##### Dataset rows
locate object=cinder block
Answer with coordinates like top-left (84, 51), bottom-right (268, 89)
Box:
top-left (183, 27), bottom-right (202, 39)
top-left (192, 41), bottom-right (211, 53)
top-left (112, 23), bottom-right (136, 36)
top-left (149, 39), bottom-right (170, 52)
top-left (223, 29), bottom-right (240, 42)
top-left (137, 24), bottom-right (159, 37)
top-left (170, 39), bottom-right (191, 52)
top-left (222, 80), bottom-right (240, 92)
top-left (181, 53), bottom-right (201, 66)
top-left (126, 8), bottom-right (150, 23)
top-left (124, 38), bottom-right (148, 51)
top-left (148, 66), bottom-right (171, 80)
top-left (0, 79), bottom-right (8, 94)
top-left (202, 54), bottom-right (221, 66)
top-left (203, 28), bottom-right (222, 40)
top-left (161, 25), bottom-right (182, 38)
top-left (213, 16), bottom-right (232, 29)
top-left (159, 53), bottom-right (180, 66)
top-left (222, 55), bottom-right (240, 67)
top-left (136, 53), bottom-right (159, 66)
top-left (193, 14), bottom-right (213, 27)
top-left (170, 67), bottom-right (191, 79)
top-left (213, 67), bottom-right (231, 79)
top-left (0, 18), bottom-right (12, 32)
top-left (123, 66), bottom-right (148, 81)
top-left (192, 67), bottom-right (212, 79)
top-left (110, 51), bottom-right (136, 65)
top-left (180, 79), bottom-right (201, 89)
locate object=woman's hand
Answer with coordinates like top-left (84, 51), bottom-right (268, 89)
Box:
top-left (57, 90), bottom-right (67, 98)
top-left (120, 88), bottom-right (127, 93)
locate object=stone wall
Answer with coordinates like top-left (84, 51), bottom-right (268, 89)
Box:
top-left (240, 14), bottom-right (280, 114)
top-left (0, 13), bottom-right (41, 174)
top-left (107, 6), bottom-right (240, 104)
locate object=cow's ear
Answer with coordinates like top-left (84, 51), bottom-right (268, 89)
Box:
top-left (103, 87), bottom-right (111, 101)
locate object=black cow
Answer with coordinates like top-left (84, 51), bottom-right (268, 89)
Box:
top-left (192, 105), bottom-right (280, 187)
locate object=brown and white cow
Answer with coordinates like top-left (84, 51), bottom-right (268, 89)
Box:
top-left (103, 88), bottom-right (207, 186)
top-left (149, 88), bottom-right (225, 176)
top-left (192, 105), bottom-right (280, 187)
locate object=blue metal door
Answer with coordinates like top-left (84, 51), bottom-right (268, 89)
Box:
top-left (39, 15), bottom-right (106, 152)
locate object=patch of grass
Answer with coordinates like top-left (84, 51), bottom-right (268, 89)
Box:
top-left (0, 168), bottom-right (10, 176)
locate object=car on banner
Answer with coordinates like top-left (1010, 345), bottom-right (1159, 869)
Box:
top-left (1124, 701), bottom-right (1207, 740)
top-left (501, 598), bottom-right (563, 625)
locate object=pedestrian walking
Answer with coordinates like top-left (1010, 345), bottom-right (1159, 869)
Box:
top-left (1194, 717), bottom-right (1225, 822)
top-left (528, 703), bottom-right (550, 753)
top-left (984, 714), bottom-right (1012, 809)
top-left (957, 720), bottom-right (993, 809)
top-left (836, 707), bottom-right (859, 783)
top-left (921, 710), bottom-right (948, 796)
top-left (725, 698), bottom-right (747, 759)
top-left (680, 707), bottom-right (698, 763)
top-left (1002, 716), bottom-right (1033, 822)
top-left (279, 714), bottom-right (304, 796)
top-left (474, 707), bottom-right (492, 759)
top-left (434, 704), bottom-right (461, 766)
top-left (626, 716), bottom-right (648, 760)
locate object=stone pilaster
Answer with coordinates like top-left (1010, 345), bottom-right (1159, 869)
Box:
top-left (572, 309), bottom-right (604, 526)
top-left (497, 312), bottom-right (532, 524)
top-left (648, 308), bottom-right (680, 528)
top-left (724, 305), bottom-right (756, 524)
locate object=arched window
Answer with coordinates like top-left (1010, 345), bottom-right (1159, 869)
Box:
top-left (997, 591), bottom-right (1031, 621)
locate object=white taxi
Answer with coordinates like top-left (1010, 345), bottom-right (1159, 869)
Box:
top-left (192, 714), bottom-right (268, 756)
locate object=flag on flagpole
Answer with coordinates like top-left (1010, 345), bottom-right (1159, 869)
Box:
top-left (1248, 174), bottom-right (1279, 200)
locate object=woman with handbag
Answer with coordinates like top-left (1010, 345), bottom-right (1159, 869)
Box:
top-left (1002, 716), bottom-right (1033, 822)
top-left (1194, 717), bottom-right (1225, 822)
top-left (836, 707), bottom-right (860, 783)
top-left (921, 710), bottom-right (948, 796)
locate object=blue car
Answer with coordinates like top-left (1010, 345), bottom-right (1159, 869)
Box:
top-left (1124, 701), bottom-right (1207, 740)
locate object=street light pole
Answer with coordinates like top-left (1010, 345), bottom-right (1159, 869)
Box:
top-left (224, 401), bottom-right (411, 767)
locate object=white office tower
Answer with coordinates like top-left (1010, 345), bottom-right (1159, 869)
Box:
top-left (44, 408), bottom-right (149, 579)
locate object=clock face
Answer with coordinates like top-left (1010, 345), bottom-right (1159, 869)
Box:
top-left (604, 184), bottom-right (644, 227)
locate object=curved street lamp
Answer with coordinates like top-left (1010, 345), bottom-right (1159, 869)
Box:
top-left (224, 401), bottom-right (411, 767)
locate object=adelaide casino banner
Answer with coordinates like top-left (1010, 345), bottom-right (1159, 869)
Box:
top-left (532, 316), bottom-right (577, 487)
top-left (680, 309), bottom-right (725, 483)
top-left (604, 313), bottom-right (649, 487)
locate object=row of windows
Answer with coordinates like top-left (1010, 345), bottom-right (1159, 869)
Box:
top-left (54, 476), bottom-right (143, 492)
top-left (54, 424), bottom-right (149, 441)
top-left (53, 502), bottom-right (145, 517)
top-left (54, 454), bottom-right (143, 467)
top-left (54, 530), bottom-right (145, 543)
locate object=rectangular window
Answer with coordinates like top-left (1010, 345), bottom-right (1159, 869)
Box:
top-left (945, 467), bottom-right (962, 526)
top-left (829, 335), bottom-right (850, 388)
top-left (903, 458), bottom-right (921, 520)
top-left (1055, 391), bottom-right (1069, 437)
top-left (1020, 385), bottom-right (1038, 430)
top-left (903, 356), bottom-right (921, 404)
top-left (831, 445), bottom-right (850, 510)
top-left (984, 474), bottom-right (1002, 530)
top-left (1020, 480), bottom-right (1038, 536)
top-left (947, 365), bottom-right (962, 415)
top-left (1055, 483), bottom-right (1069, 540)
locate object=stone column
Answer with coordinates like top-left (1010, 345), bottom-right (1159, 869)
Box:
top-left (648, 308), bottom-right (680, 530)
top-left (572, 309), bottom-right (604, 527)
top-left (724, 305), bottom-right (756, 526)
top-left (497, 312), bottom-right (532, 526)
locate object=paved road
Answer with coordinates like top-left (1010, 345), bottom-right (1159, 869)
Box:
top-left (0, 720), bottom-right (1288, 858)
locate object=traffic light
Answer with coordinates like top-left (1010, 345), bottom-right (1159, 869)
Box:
##########
Goal: Copy the lines above without any changes.

Complete output:
locate object=cinder block
Answer with coordinates like top-left (84, 51), bottom-right (268, 89)
Box:
top-left (183, 27), bottom-right (202, 39)
top-left (192, 41), bottom-right (211, 53)
top-left (112, 23), bottom-right (136, 36)
top-left (149, 39), bottom-right (170, 52)
top-left (223, 29), bottom-right (240, 42)
top-left (137, 24), bottom-right (159, 37)
top-left (170, 39), bottom-right (191, 52)
top-left (222, 80), bottom-right (240, 92)
top-left (181, 53), bottom-right (201, 66)
top-left (126, 8), bottom-right (150, 23)
top-left (124, 38), bottom-right (148, 51)
top-left (148, 66), bottom-right (171, 80)
top-left (0, 79), bottom-right (8, 94)
top-left (202, 54), bottom-right (221, 66)
top-left (203, 28), bottom-right (222, 40)
top-left (161, 25), bottom-right (182, 38)
top-left (213, 16), bottom-right (232, 29)
top-left (159, 53), bottom-right (180, 66)
top-left (222, 55), bottom-right (240, 67)
top-left (136, 53), bottom-right (159, 66)
top-left (193, 14), bottom-right (213, 27)
top-left (170, 67), bottom-right (191, 79)
top-left (213, 67), bottom-right (231, 79)
top-left (0, 18), bottom-right (12, 32)
top-left (123, 66), bottom-right (148, 81)
top-left (192, 67), bottom-right (212, 79)
top-left (110, 51), bottom-right (136, 65)
top-left (180, 79), bottom-right (201, 89)
locate object=woman's hand
Answer with coordinates like top-left (84, 51), bottom-right (268, 89)
Box:
top-left (57, 90), bottom-right (67, 98)
top-left (120, 88), bottom-right (127, 93)
locate object=stone wall
Answer with coordinates like top-left (84, 51), bottom-right (268, 89)
Box:
top-left (240, 14), bottom-right (280, 114)
top-left (0, 13), bottom-right (41, 174)
top-left (107, 6), bottom-right (240, 104)
locate object=cow's ear
Answer with coordinates like top-left (84, 51), bottom-right (268, 89)
Box:
top-left (103, 87), bottom-right (111, 101)
locate object=black cow
Answer with coordinates like top-left (84, 51), bottom-right (268, 89)
Box:
top-left (192, 105), bottom-right (280, 187)
locate object=brown and white cow
Answer with coordinates like top-left (84, 51), bottom-right (268, 89)
Box:
top-left (103, 88), bottom-right (207, 186)
top-left (149, 88), bottom-right (225, 176)
top-left (192, 105), bottom-right (280, 187)
locate object=blue metal door
Answer with coordinates like top-left (84, 51), bottom-right (268, 89)
Box:
top-left (39, 15), bottom-right (106, 152)
locate object=patch of grass
Answer with coordinates like top-left (84, 51), bottom-right (268, 89)
Box:
top-left (0, 168), bottom-right (10, 176)
locate object=car on banner
Answer with coordinates like top-left (1010, 345), bottom-right (1159, 869)
Box:
top-left (1124, 701), bottom-right (1207, 740)
top-left (501, 598), bottom-right (563, 625)
locate object=pedestrian walking
Answer with coordinates like top-left (1010, 345), bottom-right (1159, 869)
Box:
top-left (1194, 717), bottom-right (1225, 822)
top-left (528, 703), bottom-right (550, 753)
top-left (984, 714), bottom-right (1012, 809)
top-left (957, 720), bottom-right (993, 809)
top-left (836, 707), bottom-right (859, 783)
top-left (921, 710), bottom-right (948, 796)
top-left (725, 698), bottom-right (747, 759)
top-left (680, 707), bottom-right (698, 763)
top-left (1002, 716), bottom-right (1033, 822)
top-left (279, 714), bottom-right (304, 796)
top-left (474, 707), bottom-right (492, 759)
top-left (434, 704), bottom-right (461, 766)
top-left (626, 716), bottom-right (648, 760)
locate object=stone pilaster
Answer with coordinates like top-left (1010, 345), bottom-right (1159, 869)
Box:
top-left (572, 309), bottom-right (604, 526)
top-left (497, 312), bottom-right (532, 524)
top-left (648, 308), bottom-right (680, 528)
top-left (724, 305), bottom-right (756, 524)
locate object=arched window
Answer with coordinates like top-left (1010, 345), bottom-right (1159, 869)
Box:
top-left (997, 591), bottom-right (1031, 621)
locate object=white taxi
Answer with coordinates like top-left (1010, 345), bottom-right (1159, 869)
Box:
top-left (192, 714), bottom-right (268, 756)
locate object=flag on flagpole
Answer with coordinates like top-left (1010, 345), bottom-right (1159, 869)
Box:
top-left (1248, 174), bottom-right (1279, 200)
locate object=woman with handbag
Answer with coordinates like top-left (1010, 345), bottom-right (1159, 869)
Box:
top-left (1002, 716), bottom-right (1033, 822)
top-left (1194, 717), bottom-right (1225, 822)
top-left (836, 707), bottom-right (860, 783)
top-left (921, 710), bottom-right (948, 796)
locate object=blue car
Answer with coordinates like top-left (1010, 345), bottom-right (1159, 869)
Box:
top-left (1124, 701), bottom-right (1207, 740)
locate object=street light pole
Answer with coordinates like top-left (1010, 345), bottom-right (1159, 869)
Box:
top-left (224, 401), bottom-right (411, 767)
locate object=white office tower
Answer with coordinates like top-left (1010, 345), bottom-right (1159, 869)
Box:
top-left (44, 408), bottom-right (149, 579)
locate object=clock face
Answer with coordinates like top-left (1010, 345), bottom-right (1159, 869)
Box:
top-left (604, 184), bottom-right (644, 227)
locate object=curved street lamp
Answer with coordinates like top-left (1010, 345), bottom-right (1159, 869)
Box:
top-left (224, 401), bottom-right (411, 767)
locate object=adelaide casino banner
Answer with coordinates like top-left (1010, 345), bottom-right (1159, 869)
Box:
top-left (532, 316), bottom-right (577, 487)
top-left (680, 309), bottom-right (725, 483)
top-left (604, 313), bottom-right (649, 487)
locate object=row of windows
Answer with coordinates like top-left (1010, 345), bottom-right (1159, 869)
Box:
top-left (54, 476), bottom-right (143, 492)
top-left (54, 424), bottom-right (149, 441)
top-left (53, 502), bottom-right (145, 517)
top-left (54, 454), bottom-right (143, 467)
top-left (54, 530), bottom-right (145, 543)
locate object=rectangular window
Answer with coordinates like top-left (1010, 345), bottom-right (1159, 869)
Box:
top-left (945, 467), bottom-right (962, 526)
top-left (829, 335), bottom-right (850, 388)
top-left (903, 458), bottom-right (921, 520)
top-left (1055, 391), bottom-right (1069, 437)
top-left (1020, 385), bottom-right (1038, 430)
top-left (903, 356), bottom-right (921, 404)
top-left (831, 445), bottom-right (850, 510)
top-left (984, 474), bottom-right (1002, 530)
top-left (1020, 480), bottom-right (1038, 536)
top-left (947, 365), bottom-right (962, 415)
top-left (1055, 483), bottom-right (1069, 540)
locate object=stone column
Answer with coordinates like top-left (1010, 345), bottom-right (1159, 869)
Box:
top-left (648, 308), bottom-right (680, 530)
top-left (572, 309), bottom-right (604, 527)
top-left (724, 305), bottom-right (756, 526)
top-left (497, 312), bottom-right (532, 526)
locate object=paved road
Answer with coordinates like top-left (1010, 345), bottom-right (1159, 869)
Box:
top-left (0, 720), bottom-right (1288, 858)
locate object=traffic light
Answer with coordinates like top-left (1010, 345), bottom-right (1159, 869)
Box:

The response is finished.